* Start *

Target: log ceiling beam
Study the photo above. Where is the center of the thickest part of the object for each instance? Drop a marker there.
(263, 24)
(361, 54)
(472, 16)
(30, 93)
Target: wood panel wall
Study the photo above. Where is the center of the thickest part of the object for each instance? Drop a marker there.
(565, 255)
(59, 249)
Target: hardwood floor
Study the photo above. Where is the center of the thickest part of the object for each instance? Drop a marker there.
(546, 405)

* End *

▶ _What needs to be done_
Edit the items from the line with "Target: wood panel wall" through the end of the items so that "marker" reads "pin", leaving everything else unchanged.

▶ _Solution to this problem_
Target: wood panel wall
Study the photo above. Where is the center of the thickest part of the object for each instance? Drop a pin there.
(565, 255)
(59, 249)
Target: hardwood floor
Study the photo above. Where is the center of the thickest part of the object for each instance? Drop a pin there.
(546, 405)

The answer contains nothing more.